Start Selected passage

[rt-devel] Severe Memory Leak

Simon Talbot simont at nse.co.uk
Wed Sep 24 13:04:08 EDT 2003


One additional thing I have just noticed is that the system seems to be
accumulating lots of MySQL connections, rather than re-using
connections.   This could certainly be contributing to the problems ?

In answer to your other questions, it is modperl_1

>Also, what modperl_1?
Modperl-1.28

>I'd be curious to hear if you can reproduce this with RT's fastcgi
handler.
Will happily try this if necessary


>Does constant reload of other pages trigger the same apparent leak?
The worst offender is the Support at a glance, but other pages do
exhibit similar behaviour

>In the meantime, why don't you tune-down the max # of clients that a
process serves before being recycled? 
>That should free up memory that's being leaked until we get to the
bottom of what's going on.

Good suggestion for a workaround, thanks

Simon


-----Original Message-----
From: Jesse Vincent [mailto:jesse at bestpractical.com] 
Sent: 24 September 2003 17:50
To: Simon Talbot
Cc: rt-devel at lists.fsck.com
Subject: Re: [rt-devel] Severe Memory Leak


On Wed, Sep 24, 2003 at 05:33:39PM +0100, Simon Talbot wrote:
> I am experiencing quite a severe memory leak with RT. We have the 
> latest version of RT (3.0.5) and the Latest RTFM (2.0.0RC4) installed 
> on an Apache Server version 1.3.27 with ModPerl1.

I'd be curious to hear if you can reproduce this with RT's fastcgi
handler. (Just so we can try to isolate the issue.)

Also, what modperl_1?

> The system is lightly loaded with perhaps 50 tickets in total. If a 
> browser is left with 'Support at a glance' page showing, and auto 
> refresh set to every 2 minutes, the system leaks memory every refresh 
> -- anywhere between 100 bytes and 4 or 5k per refresh.

End Selected passage
Start Data listing

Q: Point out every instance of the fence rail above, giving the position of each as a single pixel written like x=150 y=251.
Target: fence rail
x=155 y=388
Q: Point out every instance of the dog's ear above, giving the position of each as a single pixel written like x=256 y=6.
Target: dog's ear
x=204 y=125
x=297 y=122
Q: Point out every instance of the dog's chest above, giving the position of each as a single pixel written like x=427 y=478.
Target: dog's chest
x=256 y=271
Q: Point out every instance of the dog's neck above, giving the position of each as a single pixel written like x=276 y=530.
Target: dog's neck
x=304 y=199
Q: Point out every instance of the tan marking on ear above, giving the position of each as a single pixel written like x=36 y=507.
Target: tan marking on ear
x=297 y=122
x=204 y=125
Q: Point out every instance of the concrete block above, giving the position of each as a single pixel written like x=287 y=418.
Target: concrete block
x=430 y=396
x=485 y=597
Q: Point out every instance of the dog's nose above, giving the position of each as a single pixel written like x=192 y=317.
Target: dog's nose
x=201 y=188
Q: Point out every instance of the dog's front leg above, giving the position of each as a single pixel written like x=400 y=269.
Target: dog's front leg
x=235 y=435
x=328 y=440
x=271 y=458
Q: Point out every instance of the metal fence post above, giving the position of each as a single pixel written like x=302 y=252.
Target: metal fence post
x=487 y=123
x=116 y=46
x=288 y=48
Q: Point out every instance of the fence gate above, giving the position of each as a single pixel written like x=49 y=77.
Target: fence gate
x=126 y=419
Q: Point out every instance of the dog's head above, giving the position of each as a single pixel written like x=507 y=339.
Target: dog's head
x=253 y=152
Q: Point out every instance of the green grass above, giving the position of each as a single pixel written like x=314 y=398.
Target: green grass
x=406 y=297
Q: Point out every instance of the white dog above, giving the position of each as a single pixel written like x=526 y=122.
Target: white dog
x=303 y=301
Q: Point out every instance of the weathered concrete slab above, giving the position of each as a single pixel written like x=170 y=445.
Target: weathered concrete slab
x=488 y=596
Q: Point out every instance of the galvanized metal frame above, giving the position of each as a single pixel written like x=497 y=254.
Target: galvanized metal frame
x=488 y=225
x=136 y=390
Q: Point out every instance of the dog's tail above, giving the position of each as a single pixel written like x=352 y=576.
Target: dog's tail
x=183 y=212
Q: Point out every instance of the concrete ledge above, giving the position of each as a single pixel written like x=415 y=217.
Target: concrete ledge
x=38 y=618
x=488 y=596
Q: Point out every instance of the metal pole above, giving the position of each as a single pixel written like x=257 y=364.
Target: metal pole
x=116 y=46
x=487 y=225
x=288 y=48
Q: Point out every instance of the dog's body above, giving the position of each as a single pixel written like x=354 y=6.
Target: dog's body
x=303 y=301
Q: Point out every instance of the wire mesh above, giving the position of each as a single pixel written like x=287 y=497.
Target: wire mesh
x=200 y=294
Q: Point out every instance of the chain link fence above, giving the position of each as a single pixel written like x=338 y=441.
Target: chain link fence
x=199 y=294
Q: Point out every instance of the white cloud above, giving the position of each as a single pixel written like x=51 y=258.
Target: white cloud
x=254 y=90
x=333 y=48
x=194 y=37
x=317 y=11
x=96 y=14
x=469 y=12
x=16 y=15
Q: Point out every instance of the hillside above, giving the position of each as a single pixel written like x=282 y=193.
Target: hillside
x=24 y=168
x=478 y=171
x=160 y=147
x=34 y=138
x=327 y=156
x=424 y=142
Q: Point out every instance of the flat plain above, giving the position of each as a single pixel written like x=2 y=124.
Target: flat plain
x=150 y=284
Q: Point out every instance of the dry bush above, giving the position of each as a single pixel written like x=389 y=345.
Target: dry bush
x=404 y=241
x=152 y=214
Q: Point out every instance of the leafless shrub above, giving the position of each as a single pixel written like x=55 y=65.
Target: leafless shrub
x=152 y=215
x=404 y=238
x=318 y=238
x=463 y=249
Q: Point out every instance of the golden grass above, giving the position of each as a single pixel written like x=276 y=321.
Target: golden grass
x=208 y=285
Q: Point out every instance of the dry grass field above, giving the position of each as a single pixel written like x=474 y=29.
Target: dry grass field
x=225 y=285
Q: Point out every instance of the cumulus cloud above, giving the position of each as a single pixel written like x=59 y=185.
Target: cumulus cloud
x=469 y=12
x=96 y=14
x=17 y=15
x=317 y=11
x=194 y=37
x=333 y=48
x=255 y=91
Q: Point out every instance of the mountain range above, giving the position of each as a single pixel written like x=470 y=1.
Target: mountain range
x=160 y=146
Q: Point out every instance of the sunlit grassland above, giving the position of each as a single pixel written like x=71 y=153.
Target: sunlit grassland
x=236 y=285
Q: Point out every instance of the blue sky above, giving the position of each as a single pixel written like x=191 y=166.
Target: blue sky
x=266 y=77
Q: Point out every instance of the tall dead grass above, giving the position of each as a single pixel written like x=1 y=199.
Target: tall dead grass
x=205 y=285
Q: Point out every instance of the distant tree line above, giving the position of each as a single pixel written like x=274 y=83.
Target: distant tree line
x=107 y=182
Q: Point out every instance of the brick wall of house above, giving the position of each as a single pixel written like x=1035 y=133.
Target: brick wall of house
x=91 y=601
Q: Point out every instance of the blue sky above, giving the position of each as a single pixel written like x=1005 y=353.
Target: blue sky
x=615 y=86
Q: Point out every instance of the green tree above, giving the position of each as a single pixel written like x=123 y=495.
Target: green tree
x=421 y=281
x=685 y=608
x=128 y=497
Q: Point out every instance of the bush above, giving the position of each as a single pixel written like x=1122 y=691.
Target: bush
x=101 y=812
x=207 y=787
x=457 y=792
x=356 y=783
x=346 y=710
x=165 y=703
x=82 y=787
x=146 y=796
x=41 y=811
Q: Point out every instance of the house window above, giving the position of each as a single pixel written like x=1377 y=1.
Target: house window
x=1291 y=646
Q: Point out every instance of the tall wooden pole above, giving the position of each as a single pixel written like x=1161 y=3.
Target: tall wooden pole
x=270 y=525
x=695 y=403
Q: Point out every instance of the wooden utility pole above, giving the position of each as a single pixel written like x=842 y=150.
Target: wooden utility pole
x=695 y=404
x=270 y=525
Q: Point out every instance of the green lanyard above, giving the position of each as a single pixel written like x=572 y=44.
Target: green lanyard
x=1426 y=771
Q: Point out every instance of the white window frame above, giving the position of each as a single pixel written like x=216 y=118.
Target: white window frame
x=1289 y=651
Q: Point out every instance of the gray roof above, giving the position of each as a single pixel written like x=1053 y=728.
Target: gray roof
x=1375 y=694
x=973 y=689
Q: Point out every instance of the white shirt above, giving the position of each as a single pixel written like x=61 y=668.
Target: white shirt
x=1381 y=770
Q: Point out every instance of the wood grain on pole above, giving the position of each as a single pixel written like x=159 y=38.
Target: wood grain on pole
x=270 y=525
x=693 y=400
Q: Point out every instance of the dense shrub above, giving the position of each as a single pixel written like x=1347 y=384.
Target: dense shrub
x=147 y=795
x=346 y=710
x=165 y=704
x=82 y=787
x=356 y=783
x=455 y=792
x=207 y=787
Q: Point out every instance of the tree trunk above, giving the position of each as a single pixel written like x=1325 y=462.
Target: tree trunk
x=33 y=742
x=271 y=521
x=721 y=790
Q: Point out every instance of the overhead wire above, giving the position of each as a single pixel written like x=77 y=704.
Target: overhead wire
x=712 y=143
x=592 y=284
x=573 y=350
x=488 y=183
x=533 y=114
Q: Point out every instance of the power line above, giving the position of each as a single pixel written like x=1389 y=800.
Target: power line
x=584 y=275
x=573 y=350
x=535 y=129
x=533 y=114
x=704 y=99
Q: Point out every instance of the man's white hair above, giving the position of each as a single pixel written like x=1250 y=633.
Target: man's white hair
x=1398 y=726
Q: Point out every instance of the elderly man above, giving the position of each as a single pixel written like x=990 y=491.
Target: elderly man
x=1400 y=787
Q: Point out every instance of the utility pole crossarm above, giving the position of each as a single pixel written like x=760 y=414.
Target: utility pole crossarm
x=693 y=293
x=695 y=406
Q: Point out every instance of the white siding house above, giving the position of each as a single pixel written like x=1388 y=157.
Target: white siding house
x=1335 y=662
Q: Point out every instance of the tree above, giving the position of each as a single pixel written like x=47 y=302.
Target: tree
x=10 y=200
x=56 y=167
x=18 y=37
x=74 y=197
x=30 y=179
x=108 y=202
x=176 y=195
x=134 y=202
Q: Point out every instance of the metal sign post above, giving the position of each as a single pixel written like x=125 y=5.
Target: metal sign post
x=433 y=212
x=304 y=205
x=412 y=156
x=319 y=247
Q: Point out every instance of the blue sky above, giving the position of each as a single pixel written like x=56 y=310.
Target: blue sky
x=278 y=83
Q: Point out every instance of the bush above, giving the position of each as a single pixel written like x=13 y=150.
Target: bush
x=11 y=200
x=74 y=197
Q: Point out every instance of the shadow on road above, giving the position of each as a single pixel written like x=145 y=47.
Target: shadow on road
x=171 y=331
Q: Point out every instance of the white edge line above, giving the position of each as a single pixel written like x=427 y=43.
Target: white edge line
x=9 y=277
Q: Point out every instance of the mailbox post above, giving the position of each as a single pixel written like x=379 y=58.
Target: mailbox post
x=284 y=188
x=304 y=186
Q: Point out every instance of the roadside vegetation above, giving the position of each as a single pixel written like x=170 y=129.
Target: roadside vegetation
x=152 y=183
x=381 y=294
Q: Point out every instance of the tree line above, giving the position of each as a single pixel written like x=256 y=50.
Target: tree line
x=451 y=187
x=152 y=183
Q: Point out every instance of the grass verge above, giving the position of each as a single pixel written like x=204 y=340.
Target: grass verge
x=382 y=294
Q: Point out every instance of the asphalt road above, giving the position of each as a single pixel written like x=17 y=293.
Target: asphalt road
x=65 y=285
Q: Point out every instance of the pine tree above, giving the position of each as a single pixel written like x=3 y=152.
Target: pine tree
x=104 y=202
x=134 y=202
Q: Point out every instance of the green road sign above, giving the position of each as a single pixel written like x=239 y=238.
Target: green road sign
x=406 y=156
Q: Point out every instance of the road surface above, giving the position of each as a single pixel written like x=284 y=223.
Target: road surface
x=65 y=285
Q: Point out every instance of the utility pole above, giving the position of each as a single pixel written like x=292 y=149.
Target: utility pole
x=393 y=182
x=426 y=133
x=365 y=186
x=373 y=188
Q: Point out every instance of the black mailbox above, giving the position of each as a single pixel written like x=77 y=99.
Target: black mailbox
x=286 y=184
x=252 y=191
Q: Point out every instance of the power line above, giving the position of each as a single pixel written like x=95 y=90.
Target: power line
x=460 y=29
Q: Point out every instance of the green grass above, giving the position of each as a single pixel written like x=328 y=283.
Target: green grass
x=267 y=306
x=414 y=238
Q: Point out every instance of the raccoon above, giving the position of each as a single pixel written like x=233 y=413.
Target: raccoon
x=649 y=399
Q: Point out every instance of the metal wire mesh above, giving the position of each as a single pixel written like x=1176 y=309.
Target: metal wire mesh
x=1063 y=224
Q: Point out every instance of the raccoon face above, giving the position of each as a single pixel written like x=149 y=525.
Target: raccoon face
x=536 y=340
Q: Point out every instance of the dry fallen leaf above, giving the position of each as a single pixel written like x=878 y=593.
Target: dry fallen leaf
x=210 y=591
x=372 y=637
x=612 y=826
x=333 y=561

End Data listing

- [Problem set]
A: Summarize the RT memory leak email in two sentences.
B: Answer these questions from the RT memory leak email, one line each:
(i) Which modperl version is in use?
(ii) About how many tickets does the system hold in total?
(iii) Which page is named as the worst offender?
C: Extend the RT memory leak email by picking up right after its final sentence.

- [Outputs for the tasks]
A: Simon Talbot reports a severe memory leak in RT 3.0.5 with RTFM 2.0.0RC4 on Apache 1.3.27 with ModPerl1: leaving the 'Support at a glance' page on a two-minute auto refresh leaks between 100 bytes and 4 or 5k per refresh. In a follow-up, Simon notes that the system seems to be accumulating MySQL connections rather than reusing them, gives the version as Modperl-1.28, and welcomes Jesse Vincent's suggestion to reduce the number of clients a process serves before being recycled as a workaround.

B:
(i) Modperl-1.28
(ii) Perhaps 50
(iii) The Support at a glance page

C:
Does constant reload of other pages trigger the same apparent leak?
> 
> This slowly burns all physical memory, then starts to eat virtual 
> memory and eventually takes the server down.
> 
> If I do a stop of apache, wait a couple of minutes for the system to 
> stabilise and then re-start apache, lots of memory is returned to the 
> system

Well, that's always going to be the case, whether there's a leak or not.
Perl doesn't "return" memory to the system while a given process is
running.

> Has anyone else seen this/got any fantastic suggestions as to how I 
> may debug it? It is clearly killing my users perception of RT as a 
> reliable system if the server keeps going down,

In the meantime, why don't you tune-down the max # of clients that a
process serves before being recycled? That should free up memory that's
being leaked until we get to the bottom of what's going on.

	-j


> Thanks,
> 
> Simon
> 
> Simon Talbot MEng, ACGI
> (Chief Engineer)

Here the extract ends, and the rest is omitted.